» Exercise brief
Copy the tea leaves text word for word, starting at "After you have" and ending after "many secondary uses.".

Provided text below:

After you have finished the last soothing sip of your tea, do you ever look at your still-aromatic tea bag and think it is such a waste to throw it in the trash, or even the compost pile? Even after they have been steeped, tea leaves have been prized since ancient times for their many secondary uses.

The following are just nine of the numerous things you can do with your tea leaves:

1. Make odor-absorbing satchels. Black tea especially has significant deodorizing properties. Place your tea leaves in fine mesh bags, or wrap them in cheesecloth, and place these satchels in your refrigerator, in closets, in the nursery or kids’ rooms, near pet areas, or anywhere that you want odors absorbed. A few tea leaves sprinkled in a litter box can significantly decrease the smelliness factor.

End of Provided text.
Data extract below:

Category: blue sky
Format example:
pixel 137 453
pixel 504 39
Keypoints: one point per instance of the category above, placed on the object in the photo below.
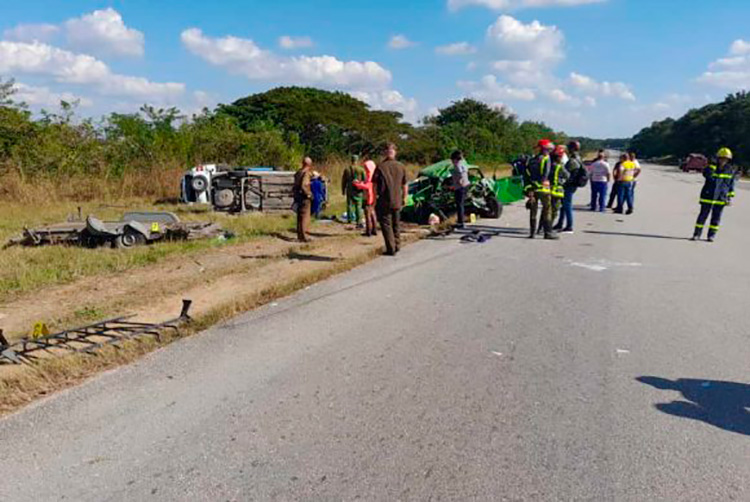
pixel 592 67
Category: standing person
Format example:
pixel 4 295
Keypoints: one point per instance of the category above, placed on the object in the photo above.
pixel 626 175
pixel 319 194
pixel 601 175
pixel 578 177
pixel 538 189
pixel 559 178
pixel 615 194
pixel 634 159
pixel 368 190
pixel 717 193
pixel 460 178
pixel 303 199
pixel 352 174
pixel 391 190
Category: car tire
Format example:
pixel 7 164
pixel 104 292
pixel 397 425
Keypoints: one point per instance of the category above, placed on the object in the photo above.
pixel 129 239
pixel 494 208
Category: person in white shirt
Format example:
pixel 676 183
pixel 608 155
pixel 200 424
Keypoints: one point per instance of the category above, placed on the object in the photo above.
pixel 601 174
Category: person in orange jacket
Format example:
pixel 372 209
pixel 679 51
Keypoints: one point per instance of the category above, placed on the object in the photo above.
pixel 368 189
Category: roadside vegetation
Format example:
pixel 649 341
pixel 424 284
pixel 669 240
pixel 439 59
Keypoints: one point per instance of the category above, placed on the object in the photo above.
pixel 703 130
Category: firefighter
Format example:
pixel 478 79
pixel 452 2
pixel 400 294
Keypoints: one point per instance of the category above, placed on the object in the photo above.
pixel 538 189
pixel 559 178
pixel 717 193
pixel 353 175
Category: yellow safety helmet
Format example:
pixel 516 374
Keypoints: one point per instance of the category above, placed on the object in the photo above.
pixel 725 153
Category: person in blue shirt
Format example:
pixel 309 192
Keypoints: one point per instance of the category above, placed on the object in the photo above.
pixel 319 193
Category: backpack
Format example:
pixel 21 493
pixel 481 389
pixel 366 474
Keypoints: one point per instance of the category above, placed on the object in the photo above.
pixel 581 177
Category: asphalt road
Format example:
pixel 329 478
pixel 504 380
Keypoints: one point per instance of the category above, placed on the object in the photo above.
pixel 611 365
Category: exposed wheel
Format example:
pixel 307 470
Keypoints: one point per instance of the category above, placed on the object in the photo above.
pixel 89 241
pixel 494 208
pixel 199 184
pixel 130 238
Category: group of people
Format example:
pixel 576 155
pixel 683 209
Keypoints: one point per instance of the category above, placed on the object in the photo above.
pixel 377 193
pixel 551 179
pixel 624 177
pixel 374 193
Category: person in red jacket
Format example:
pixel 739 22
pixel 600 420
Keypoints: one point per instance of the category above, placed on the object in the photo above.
pixel 368 189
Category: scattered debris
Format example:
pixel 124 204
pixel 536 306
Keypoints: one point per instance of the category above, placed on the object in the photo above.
pixel 135 228
pixel 87 339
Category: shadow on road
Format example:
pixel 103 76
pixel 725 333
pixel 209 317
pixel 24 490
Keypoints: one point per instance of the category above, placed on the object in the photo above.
pixel 629 234
pixel 721 404
pixel 479 230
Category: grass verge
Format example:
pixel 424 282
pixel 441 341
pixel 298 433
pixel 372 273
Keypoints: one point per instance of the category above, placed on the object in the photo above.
pixel 25 384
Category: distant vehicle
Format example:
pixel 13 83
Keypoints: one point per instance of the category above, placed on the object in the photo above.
pixel 694 162
pixel 252 189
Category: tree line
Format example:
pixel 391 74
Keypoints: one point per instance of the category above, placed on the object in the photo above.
pixel 703 130
pixel 274 128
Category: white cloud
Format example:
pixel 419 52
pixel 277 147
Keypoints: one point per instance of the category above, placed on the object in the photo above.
pixel 740 48
pixel 489 90
pixel 560 96
pixel 242 56
pixel 733 72
pixel 457 49
pixel 390 100
pixel 18 58
pixel 400 42
pixel 289 42
pixel 525 73
pixel 503 5
pixel 31 32
pixel 43 96
pixel 104 32
pixel 512 40
pixel 605 89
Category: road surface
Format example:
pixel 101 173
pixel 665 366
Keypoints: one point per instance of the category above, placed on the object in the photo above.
pixel 611 365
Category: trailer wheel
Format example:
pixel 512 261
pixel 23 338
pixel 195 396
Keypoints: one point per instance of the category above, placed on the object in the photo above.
pixel 130 238
pixel 494 208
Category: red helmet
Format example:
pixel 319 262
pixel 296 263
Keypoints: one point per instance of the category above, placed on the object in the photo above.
pixel 545 144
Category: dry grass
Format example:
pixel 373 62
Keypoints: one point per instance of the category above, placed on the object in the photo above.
pixel 21 385
pixel 27 269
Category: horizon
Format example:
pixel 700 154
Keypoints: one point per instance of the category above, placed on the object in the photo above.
pixel 563 62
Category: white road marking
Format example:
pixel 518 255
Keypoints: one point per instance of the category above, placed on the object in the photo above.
pixel 602 265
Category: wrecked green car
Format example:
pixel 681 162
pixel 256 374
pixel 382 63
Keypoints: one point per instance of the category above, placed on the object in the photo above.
pixel 431 193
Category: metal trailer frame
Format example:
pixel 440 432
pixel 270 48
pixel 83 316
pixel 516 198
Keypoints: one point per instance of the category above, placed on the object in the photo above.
pixel 88 339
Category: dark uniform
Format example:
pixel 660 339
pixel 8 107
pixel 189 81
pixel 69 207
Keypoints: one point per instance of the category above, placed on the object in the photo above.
pixel 717 192
pixel 389 180
pixel 539 171
pixel 559 177
pixel 303 201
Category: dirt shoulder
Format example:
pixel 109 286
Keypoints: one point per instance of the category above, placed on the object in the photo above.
pixel 220 282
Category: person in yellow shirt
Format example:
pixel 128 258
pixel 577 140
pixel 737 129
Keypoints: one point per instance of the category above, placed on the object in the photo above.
pixel 627 173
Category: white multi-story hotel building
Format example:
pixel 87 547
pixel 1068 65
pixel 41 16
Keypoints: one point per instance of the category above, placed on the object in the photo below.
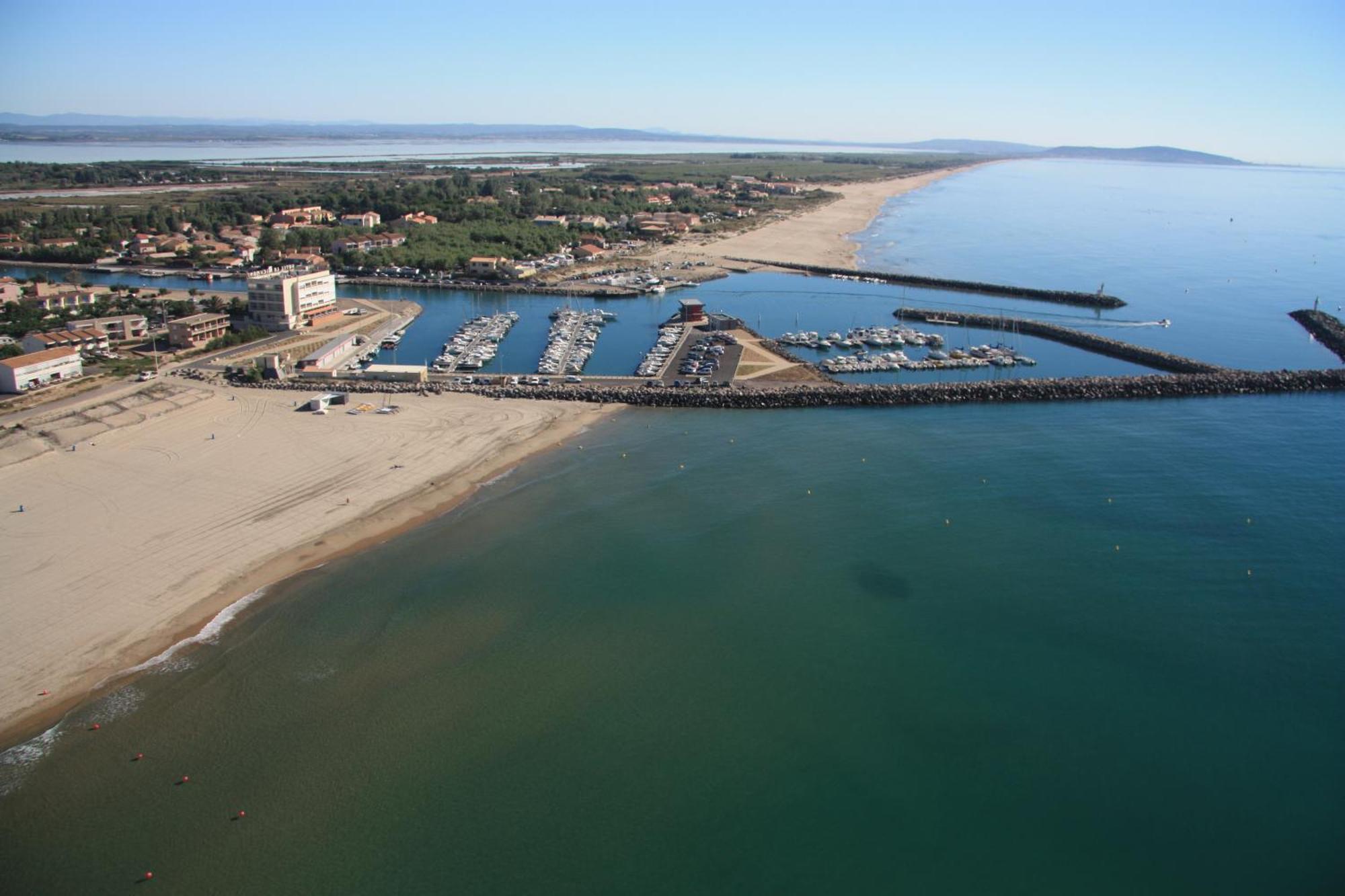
pixel 289 300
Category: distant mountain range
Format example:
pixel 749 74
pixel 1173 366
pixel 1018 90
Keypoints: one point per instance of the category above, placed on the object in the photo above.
pixel 84 128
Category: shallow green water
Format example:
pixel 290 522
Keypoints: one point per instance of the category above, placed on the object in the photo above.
pixel 945 650
pixel 680 671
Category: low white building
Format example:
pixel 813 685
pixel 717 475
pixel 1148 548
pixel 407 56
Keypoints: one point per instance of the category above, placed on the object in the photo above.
pixel 40 369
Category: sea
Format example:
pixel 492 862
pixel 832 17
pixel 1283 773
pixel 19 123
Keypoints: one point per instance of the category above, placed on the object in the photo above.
pixel 1027 649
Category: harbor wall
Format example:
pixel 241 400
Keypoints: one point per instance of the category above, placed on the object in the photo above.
pixel 1063 296
pixel 1325 327
pixel 1091 342
pixel 1226 382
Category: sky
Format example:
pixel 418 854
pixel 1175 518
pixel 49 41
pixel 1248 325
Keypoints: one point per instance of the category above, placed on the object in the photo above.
pixel 1261 81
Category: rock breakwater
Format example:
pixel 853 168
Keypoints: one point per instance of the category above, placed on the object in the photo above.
pixel 1325 327
pixel 1229 382
pixel 1063 296
pixel 1089 341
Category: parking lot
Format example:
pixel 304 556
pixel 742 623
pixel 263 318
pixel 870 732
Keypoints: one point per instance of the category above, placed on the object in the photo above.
pixel 714 356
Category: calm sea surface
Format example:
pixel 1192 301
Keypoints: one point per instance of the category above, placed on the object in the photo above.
pixel 1039 649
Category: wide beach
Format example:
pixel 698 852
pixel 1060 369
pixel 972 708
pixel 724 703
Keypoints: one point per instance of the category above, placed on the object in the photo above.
pixel 818 237
pixel 186 499
pixel 233 490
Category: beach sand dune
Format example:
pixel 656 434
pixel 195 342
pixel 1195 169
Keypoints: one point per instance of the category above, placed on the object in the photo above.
pixel 817 237
pixel 178 502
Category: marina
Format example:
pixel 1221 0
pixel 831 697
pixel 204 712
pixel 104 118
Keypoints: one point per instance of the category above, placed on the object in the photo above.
pixel 571 341
pixel 860 337
pixel 657 358
pixel 475 343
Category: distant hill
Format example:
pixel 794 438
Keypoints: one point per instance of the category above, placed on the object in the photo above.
pixel 73 127
pixel 1144 154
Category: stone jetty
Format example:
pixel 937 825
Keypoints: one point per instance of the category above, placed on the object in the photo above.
pixel 1063 296
pixel 1226 382
pixel 1325 327
pixel 1089 341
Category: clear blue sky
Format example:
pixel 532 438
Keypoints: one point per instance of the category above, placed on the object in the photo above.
pixel 1262 81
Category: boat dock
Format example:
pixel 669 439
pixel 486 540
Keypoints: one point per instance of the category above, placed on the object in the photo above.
pixel 657 360
pixel 475 343
pixel 571 341
pixel 1087 341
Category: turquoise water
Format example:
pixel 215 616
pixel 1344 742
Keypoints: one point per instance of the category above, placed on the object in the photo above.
pixel 1054 649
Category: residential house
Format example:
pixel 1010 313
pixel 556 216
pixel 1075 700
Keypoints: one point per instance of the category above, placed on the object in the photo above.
pixel 305 260
pixel 486 266
pixel 369 243
pixel 54 296
pixel 306 216
pixel 87 339
pixel 362 220
pixel 119 329
pixel 196 331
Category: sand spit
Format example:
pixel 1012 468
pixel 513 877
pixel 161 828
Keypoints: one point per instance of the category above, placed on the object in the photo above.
pixel 146 517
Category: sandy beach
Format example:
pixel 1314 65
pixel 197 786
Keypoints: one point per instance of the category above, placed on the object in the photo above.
pixel 818 237
pixel 181 501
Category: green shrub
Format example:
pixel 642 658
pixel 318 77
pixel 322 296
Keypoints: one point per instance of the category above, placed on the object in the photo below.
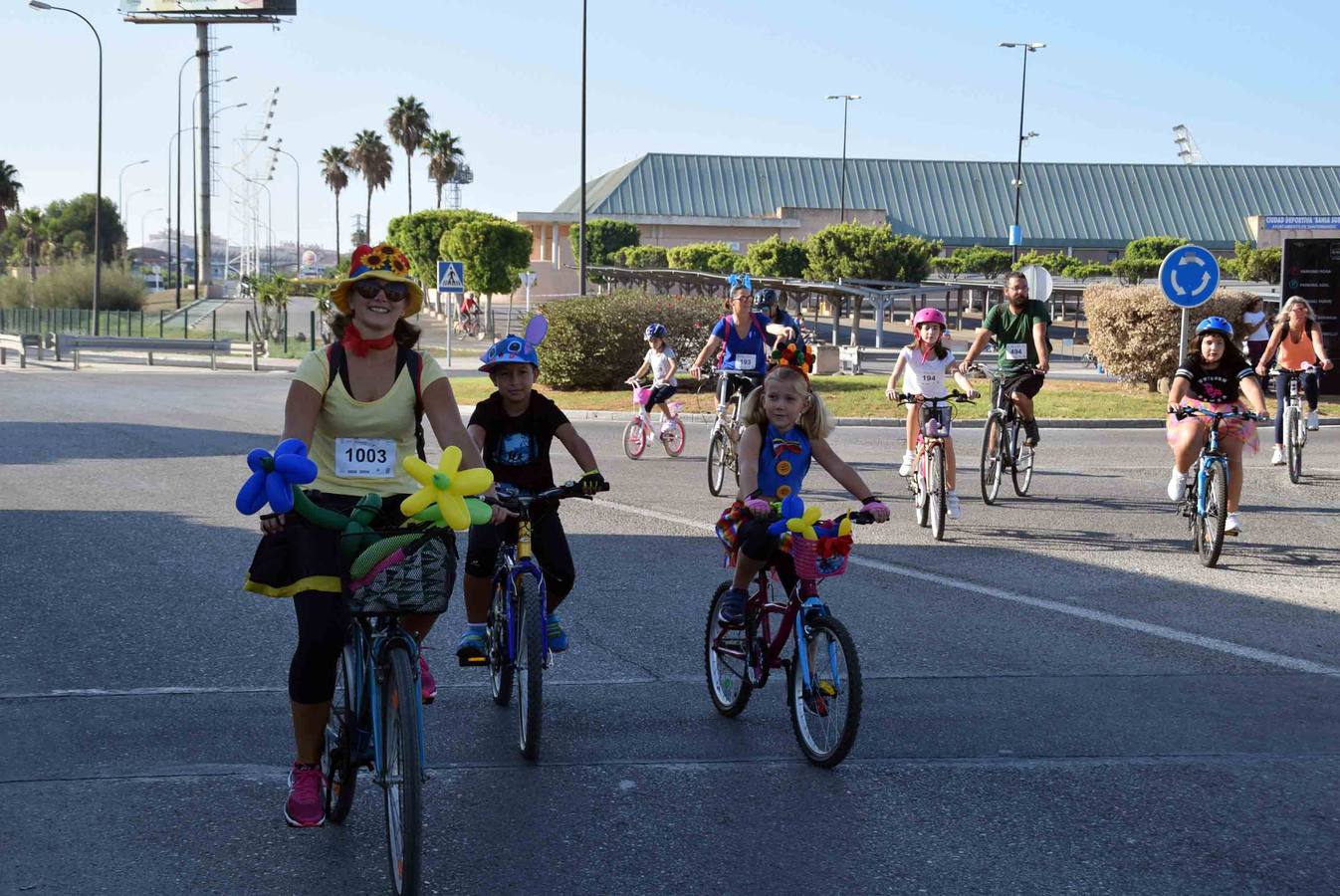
pixel 1134 330
pixel 641 257
pixel 711 257
pixel 778 257
pixel 596 341
pixel 70 286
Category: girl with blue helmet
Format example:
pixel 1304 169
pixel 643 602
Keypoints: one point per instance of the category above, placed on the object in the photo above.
pixel 662 363
pixel 1215 376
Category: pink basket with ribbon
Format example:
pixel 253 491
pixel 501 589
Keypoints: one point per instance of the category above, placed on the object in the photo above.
pixel 821 559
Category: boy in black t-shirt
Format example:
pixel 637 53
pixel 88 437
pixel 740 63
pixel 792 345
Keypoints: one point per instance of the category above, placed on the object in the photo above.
pixel 514 429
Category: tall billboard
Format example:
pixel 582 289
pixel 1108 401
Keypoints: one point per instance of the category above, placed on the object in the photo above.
pixel 189 8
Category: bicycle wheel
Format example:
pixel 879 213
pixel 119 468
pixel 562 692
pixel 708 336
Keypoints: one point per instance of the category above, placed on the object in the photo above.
pixel 938 496
pixel 495 633
pixel 725 651
pixel 1216 512
pixel 825 710
pixel 1293 442
pixel 719 457
pixel 1021 470
pixel 402 771
pixel 674 439
pixel 530 666
pixel 339 759
pixel 634 439
pixel 994 449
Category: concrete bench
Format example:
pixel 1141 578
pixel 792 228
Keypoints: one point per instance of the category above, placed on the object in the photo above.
pixel 73 344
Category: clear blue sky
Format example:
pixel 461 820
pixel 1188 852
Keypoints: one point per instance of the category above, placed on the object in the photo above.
pixel 1255 85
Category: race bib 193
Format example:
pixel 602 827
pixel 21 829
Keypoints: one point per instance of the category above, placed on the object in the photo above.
pixel 364 458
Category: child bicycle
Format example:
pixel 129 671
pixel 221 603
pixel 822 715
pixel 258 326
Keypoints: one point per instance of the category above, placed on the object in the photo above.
pixel 823 673
pixel 639 431
pixel 516 632
pixel 1003 439
pixel 929 482
pixel 1207 501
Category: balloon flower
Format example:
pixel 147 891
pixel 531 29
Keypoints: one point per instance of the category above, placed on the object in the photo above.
pixel 274 477
pixel 448 487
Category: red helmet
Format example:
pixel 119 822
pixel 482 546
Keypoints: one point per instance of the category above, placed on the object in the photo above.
pixel 929 317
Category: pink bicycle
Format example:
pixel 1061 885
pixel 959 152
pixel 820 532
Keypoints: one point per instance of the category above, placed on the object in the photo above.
pixel 639 431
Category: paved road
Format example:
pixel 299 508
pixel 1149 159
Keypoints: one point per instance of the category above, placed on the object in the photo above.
pixel 1059 698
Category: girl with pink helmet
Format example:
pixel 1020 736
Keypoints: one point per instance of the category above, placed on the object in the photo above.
pixel 925 365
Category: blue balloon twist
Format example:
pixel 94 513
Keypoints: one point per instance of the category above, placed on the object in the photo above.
pixel 274 477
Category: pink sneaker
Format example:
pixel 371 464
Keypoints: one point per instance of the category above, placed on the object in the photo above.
pixel 428 685
pixel 305 806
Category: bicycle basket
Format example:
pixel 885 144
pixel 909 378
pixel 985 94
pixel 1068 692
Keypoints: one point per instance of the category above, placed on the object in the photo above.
pixel 414 577
pixel 820 559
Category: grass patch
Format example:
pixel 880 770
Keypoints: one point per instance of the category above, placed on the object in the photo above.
pixel 864 396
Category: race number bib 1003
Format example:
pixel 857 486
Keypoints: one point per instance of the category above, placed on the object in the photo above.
pixel 364 458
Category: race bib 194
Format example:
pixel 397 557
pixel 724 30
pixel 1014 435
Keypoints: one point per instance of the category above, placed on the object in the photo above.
pixel 364 458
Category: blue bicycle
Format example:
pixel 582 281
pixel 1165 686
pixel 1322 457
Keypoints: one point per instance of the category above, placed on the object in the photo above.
pixel 516 635
pixel 1207 501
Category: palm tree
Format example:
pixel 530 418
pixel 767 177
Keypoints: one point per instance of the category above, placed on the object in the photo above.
pixel 31 227
pixel 335 166
pixel 372 159
pixel 407 124
pixel 444 157
pixel 10 188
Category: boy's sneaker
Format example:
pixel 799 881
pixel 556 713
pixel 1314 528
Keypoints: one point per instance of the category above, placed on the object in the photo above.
pixel 733 607
pixel 557 636
pixel 472 650
pixel 906 469
pixel 428 685
pixel 305 806
pixel 1177 485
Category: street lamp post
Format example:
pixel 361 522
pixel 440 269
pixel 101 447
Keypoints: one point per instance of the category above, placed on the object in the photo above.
pixel 298 206
pixel 194 55
pixel 1015 236
pixel 97 205
pixel 845 100
pixel 120 185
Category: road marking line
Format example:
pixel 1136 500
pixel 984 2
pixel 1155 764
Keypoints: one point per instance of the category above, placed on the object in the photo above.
pixel 1166 632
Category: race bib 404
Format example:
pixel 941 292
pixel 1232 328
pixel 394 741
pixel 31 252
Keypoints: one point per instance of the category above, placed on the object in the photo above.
pixel 364 458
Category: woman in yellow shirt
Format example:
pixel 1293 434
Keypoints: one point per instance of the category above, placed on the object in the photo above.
pixel 356 404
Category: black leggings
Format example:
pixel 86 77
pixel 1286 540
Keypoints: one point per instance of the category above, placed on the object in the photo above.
pixel 756 543
pixel 1281 395
pixel 322 624
pixel 549 543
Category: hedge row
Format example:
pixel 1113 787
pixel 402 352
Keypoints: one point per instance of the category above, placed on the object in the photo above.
pixel 596 341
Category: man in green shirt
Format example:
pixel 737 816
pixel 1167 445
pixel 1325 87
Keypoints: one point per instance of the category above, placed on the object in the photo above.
pixel 1019 330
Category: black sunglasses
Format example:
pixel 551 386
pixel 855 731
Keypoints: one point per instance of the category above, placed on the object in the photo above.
pixel 394 291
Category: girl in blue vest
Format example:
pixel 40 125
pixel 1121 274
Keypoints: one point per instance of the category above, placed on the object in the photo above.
pixel 786 426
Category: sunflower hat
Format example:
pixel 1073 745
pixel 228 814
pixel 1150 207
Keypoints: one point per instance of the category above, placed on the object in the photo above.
pixel 384 263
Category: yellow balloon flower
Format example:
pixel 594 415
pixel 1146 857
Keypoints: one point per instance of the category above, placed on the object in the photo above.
pixel 804 524
pixel 446 487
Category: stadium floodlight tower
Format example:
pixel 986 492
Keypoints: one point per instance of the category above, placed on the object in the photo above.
pixel 1186 147
pixel 201 14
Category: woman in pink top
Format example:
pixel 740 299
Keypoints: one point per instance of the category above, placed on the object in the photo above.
pixel 1297 335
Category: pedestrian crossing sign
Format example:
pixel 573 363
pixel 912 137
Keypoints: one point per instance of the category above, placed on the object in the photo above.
pixel 450 276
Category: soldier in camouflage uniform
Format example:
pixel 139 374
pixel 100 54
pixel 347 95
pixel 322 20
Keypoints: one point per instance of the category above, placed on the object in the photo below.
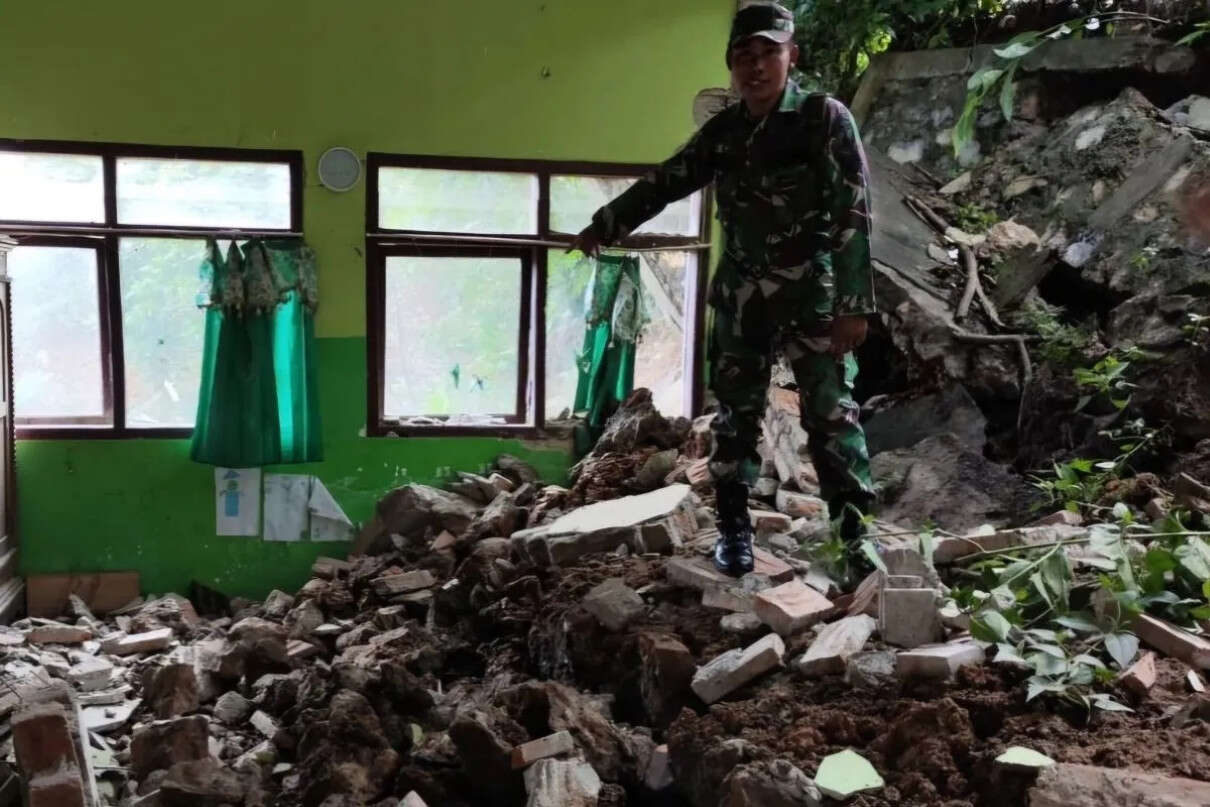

End of Data extract.

» Exercise result
After you have finished the last soothing sip of your tea, do you ever look at your still-aromatic tea bag and think it is such a waste to throw it in the trash, or even the compost pile? Even after they have been steeped, tea leaves have been prized since ancient times for their many secondary uses.